• [Enunciado 1]:
Segundo o trecho da página, em que tipo de grupos empresariais a tendência de aplicar o "manual de crise" do costume é mais difícil de entender?
• [Enunciado 2]:
Repita sem alterações uma parte do trecho da página, começando nas palavras "As políticas de" e parando depois de "ou produtos inovadores.".

• [Trecho da página]:
==========

Há uma tendência quase irresistível de agir por impulso, de lutar com a mesma fisga de sempre contra um paradigma adverso muito mais forte e perigoso. Mas há alternativas? Sim. Atacar com visão, com lucidez e com coragem.

Há que pensar mais e melhor antes de agir, questionar aspetos fundamentais da estrutura do modelo da empresa e da estratégia do negócio, criar uma perspetiva de longo prazo distintiva e persegui-la.

As políticas de produto, de mercado e de processo podem e devem ser repensadas à luz das melhores práticas e podem mesmo, como tantas vezes empresas nacionais já o fizeram, assumirem-se com as novas melhores práticas através de modelos de negócios, soluções industriais ou produtos inovadores. 

Onde esta tendência de aplicar hoje o “manual de crise” do costume é mais difícil de entender e se pode cair, a nosso ver, num erro perigoso e numa oportunidade perdida é nos maiores grupos empresariais de raiz familiar. O foco e a atenção da alta direção, em particular dos acionistas executivos, deixa de ter o equilíbrio virtuoso entre curto e longo prazo tão distintivo destes grupos face às empresas em geral.

O longo prazo é colocado numa gaveta, o casaco é pendurado nas costas da cadeira, arregaçam-se as mangas e mergulha-se numa espécie de “modo de sobrevivência” com uma intensidade que a situação, bem vistas as coisas, raramente justifica. A gestão deixa de olhar para as melhores práticas externas ou para as oportunidades de capitalizar nas inovações que continuam a surgir a um ritmo brutal e que até podem ter benefícios no combate à crise bem superiores aos da atitude clássica da fisga.

==========

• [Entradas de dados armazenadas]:

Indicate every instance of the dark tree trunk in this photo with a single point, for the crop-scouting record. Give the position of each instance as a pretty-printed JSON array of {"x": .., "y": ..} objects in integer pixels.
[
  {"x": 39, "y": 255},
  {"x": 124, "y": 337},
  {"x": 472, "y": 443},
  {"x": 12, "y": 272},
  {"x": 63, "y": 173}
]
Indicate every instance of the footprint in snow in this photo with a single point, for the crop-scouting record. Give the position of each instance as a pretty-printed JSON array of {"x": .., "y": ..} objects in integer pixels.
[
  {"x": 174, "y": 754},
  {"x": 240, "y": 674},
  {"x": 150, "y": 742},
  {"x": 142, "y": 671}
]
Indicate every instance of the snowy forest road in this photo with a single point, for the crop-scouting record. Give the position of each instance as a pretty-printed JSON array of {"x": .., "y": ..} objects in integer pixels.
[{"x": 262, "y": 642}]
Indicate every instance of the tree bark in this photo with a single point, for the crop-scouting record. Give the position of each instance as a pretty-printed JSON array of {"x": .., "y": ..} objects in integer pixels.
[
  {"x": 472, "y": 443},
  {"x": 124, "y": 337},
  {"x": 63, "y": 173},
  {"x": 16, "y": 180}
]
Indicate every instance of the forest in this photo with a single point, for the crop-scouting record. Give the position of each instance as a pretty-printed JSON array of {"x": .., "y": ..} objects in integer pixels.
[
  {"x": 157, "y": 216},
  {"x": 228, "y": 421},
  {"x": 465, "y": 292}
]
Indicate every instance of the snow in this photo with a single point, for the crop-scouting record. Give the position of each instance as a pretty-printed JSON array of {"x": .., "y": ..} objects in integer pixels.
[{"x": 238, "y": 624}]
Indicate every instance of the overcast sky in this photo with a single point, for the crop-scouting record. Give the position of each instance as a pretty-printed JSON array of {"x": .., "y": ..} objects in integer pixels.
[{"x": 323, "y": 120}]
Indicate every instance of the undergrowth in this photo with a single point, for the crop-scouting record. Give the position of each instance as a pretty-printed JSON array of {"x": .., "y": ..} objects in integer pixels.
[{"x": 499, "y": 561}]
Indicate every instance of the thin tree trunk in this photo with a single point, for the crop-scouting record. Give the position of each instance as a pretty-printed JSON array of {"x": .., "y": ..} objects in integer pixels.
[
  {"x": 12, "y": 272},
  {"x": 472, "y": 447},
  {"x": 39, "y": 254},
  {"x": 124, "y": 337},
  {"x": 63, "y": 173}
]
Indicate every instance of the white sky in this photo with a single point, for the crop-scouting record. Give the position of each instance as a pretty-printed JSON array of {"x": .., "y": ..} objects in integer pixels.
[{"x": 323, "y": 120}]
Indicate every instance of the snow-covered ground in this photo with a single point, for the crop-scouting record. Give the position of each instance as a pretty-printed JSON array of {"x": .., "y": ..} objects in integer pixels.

==========

• [Resposta 1]:
Nos maiores grupos empresariais de raiz familiar.

• [Resposta 2]:
As políticas de produto, de mercado e de processo podem e devem ser repensadas à luz das melhores práticas e podem mesmo, como tantas vezes empresas nacionais já o fizeram, assumirem-se com as novas melhores práticas através de modelos de negócios, soluções industriais ou produtos inovadores.